# [Given instruction]
Change "gray hoodie" to "gray sweatshirt" in the items, starting at the line that contains "of the gray" and ending at the line that contains "[[158, 186]]". Return only those lines, with everything else left as it is.

# [Records shown]
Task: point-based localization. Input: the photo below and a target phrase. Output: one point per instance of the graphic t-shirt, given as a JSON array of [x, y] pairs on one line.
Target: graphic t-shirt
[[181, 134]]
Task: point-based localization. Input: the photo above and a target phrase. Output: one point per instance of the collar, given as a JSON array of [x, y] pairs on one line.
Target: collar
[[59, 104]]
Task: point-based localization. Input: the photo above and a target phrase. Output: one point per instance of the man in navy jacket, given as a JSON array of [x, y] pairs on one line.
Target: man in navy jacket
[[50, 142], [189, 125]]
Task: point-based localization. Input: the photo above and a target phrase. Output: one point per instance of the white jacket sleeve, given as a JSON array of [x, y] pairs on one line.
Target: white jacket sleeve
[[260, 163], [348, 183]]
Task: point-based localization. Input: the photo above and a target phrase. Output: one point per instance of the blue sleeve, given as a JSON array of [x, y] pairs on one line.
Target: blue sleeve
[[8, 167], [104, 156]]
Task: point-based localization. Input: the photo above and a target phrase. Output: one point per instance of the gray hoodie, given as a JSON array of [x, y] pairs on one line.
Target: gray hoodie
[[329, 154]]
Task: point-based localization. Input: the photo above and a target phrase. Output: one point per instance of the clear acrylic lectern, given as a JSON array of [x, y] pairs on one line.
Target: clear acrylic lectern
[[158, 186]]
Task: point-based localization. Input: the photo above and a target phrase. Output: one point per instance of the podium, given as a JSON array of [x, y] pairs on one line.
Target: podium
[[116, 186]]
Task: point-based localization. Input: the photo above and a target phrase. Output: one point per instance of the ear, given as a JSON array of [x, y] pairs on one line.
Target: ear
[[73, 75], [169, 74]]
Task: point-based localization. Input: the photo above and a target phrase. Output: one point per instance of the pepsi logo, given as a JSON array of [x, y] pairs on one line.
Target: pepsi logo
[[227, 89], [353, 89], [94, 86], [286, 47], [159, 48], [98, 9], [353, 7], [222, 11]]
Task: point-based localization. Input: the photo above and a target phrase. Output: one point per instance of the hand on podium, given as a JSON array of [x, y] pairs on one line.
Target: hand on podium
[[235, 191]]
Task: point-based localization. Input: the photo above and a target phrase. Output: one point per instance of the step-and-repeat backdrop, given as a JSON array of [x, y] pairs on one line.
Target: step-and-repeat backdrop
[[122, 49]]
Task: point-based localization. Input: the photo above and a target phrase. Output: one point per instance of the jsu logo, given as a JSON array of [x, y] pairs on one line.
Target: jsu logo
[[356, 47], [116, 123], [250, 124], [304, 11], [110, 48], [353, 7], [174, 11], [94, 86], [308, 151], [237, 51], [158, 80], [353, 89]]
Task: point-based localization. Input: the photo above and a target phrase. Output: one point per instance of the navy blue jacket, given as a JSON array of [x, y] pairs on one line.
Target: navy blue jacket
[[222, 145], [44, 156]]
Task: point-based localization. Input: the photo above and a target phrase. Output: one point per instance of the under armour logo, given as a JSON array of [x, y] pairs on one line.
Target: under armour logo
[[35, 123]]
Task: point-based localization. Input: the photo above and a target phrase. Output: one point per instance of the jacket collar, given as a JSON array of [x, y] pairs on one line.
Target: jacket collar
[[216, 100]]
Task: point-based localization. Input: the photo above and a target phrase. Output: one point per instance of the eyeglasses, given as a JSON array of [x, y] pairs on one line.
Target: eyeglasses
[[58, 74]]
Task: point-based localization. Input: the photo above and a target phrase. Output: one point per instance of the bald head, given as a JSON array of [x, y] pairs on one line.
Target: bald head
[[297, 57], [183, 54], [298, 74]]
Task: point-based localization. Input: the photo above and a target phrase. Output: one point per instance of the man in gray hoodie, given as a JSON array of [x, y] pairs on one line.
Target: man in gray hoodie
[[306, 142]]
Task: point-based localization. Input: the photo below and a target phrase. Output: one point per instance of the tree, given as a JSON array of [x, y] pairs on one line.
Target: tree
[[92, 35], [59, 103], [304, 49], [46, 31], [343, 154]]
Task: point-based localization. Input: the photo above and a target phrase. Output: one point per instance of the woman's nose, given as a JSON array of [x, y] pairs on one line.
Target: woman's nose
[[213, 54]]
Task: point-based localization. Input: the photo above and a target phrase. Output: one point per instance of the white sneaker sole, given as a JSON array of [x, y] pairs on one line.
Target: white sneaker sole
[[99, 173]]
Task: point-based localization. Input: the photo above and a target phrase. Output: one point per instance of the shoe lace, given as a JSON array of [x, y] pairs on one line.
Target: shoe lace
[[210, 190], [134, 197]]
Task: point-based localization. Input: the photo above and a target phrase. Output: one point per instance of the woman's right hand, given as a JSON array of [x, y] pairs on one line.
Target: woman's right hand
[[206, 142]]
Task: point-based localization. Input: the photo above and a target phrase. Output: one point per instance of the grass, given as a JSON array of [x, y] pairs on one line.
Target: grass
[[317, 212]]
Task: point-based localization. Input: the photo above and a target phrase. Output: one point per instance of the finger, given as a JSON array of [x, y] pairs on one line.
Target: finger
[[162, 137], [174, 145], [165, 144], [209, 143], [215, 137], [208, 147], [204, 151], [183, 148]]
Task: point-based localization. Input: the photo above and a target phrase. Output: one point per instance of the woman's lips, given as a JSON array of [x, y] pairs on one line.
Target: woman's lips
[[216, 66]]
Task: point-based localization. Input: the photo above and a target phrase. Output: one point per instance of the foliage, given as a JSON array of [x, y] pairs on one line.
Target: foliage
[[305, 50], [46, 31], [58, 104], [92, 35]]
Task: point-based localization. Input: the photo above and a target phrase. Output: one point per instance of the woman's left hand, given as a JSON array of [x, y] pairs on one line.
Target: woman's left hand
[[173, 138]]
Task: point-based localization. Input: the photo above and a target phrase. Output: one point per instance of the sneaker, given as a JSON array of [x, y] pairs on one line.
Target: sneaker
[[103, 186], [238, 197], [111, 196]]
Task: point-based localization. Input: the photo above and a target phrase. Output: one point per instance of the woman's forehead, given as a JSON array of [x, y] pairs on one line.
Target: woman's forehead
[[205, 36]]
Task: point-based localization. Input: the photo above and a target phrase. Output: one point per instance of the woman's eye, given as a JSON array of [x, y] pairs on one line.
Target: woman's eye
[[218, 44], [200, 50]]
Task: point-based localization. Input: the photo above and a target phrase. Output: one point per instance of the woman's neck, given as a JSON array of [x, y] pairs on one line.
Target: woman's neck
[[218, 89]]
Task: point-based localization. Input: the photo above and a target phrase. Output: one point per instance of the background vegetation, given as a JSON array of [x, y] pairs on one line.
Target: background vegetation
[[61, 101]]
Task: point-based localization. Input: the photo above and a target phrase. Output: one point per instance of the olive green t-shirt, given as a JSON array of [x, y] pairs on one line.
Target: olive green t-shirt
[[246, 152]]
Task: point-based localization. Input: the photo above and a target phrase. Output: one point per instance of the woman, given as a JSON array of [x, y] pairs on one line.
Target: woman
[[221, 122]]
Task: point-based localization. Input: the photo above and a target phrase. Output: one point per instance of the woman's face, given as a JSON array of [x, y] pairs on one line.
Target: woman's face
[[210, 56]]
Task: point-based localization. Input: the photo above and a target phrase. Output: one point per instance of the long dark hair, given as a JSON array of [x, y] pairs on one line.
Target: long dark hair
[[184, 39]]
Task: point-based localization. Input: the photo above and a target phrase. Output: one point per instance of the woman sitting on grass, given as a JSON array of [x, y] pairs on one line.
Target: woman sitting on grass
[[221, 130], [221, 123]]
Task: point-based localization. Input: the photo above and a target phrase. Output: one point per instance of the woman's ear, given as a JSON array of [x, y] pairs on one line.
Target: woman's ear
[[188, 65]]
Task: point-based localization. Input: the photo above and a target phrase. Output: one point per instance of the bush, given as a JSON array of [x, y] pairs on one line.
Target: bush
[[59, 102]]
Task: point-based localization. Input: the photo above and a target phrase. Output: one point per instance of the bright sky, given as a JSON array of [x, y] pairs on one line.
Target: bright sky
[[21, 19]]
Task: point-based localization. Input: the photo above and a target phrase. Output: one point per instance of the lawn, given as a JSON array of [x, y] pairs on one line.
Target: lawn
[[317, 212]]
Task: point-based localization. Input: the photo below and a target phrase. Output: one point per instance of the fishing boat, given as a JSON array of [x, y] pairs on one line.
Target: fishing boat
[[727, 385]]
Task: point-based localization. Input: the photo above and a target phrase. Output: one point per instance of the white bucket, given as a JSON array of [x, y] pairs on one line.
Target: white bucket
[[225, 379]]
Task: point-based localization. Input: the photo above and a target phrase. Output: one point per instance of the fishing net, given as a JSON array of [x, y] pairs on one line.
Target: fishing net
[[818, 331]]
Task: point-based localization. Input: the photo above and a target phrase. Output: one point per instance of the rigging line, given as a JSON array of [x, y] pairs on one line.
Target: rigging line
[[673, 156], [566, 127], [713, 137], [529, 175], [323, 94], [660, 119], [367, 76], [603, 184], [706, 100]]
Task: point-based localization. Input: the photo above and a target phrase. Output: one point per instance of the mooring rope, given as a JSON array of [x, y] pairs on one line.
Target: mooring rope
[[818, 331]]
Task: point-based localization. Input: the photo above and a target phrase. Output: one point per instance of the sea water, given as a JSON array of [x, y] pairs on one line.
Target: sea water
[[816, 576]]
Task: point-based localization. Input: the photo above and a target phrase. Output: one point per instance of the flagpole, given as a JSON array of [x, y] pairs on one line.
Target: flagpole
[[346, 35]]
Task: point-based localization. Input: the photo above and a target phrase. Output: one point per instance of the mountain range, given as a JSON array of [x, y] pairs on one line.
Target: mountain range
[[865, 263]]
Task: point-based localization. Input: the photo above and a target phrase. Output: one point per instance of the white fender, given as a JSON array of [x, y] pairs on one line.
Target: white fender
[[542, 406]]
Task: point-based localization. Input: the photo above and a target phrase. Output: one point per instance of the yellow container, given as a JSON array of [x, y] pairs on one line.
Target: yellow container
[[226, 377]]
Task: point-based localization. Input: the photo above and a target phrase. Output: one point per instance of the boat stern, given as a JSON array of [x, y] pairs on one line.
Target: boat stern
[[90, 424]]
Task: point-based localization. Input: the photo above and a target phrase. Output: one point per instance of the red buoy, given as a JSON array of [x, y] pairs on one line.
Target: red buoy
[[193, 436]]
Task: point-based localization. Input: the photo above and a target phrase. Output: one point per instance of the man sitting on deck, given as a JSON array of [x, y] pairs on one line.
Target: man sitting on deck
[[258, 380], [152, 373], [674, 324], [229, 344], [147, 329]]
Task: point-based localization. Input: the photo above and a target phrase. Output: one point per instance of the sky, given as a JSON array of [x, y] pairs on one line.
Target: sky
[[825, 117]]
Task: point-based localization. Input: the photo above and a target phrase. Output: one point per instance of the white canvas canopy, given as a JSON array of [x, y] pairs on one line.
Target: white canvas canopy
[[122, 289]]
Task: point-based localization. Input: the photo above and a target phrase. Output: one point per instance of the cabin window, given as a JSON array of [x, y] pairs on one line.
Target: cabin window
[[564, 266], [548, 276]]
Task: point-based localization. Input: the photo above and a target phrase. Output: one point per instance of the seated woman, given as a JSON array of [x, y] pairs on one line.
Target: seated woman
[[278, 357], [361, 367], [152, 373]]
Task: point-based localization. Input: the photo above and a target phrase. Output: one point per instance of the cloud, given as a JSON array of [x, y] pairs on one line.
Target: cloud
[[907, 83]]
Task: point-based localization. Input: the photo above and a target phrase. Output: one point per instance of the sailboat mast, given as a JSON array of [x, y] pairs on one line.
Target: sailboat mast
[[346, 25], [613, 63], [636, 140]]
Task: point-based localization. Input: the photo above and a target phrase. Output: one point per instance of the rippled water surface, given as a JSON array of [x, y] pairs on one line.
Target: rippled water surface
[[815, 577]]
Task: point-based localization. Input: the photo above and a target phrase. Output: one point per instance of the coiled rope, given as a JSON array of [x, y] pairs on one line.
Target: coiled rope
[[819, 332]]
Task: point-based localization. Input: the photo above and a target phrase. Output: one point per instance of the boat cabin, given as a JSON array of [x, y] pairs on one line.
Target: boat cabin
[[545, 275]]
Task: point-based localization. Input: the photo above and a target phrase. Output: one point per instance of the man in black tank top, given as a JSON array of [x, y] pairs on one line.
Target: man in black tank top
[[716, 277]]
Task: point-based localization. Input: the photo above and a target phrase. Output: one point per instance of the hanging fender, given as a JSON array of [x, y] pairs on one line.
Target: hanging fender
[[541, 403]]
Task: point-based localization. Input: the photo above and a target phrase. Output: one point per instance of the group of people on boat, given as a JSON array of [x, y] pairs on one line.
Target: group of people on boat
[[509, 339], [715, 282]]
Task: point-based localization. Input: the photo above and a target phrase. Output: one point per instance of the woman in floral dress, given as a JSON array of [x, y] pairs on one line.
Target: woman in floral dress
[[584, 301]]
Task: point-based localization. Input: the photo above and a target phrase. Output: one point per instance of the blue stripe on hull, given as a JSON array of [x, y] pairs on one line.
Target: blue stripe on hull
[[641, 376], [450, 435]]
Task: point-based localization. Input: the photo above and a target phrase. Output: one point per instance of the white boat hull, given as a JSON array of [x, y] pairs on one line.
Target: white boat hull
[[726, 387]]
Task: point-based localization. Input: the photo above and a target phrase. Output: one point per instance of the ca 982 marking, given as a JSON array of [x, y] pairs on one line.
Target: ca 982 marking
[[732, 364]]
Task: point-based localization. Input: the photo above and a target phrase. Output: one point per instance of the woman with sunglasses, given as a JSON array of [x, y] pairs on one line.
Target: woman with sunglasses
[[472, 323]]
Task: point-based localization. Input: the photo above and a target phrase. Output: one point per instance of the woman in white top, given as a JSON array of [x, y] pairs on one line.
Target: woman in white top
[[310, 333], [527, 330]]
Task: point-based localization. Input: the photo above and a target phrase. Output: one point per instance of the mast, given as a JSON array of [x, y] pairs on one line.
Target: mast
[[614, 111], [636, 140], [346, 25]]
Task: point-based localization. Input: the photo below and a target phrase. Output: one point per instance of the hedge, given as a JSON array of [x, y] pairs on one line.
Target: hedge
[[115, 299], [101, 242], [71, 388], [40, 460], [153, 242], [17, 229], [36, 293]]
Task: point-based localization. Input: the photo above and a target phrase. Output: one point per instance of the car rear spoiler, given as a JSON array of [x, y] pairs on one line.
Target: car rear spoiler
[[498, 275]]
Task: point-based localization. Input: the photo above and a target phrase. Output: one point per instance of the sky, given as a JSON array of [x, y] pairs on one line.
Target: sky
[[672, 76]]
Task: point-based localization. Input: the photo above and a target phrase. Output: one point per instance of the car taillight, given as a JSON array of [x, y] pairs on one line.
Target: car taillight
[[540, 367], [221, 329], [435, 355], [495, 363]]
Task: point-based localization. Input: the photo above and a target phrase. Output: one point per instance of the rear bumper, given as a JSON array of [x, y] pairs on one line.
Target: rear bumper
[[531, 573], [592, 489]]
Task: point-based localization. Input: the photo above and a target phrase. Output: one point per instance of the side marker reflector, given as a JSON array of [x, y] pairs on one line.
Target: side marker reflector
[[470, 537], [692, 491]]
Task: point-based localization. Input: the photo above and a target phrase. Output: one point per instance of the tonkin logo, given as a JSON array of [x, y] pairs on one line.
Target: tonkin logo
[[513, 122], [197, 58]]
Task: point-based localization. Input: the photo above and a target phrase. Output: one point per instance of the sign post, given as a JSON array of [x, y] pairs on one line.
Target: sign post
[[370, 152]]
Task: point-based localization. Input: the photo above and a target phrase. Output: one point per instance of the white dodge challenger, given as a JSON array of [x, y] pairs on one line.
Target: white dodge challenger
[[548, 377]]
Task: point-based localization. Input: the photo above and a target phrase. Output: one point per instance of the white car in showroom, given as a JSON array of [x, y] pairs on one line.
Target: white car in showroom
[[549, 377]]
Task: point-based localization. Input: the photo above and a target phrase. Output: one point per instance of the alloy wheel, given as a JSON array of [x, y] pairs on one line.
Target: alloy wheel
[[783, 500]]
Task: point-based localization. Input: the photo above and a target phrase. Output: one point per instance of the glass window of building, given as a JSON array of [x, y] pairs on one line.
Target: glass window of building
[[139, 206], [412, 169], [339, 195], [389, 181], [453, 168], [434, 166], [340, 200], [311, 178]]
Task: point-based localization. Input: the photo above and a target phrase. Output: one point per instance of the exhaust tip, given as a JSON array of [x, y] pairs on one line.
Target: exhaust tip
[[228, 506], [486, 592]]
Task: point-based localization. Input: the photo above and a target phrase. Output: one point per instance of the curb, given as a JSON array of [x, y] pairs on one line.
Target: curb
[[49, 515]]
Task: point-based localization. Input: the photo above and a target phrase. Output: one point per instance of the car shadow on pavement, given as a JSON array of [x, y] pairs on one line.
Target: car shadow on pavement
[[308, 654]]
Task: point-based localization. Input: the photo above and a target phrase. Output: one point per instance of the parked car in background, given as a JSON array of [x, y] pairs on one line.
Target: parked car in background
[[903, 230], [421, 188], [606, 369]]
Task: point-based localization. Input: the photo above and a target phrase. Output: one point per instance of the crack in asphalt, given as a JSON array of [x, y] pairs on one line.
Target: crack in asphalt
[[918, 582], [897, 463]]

# [Solved problem]
Task: point-based localization. Input: the photo above and a target phrase. Output: one point per instance of the gray sweatshirt, given as a JSON array of [x, y] pairs on one line.
Target: gray sweatshirt
[[329, 154]]
Task: point-based localization. Input: the photo above and a target phrase. Output: one point per instance of the clear acrylic lectern, given as a JSON array of [x, y] pairs on one line.
Target: clear acrylic lectern
[[158, 186]]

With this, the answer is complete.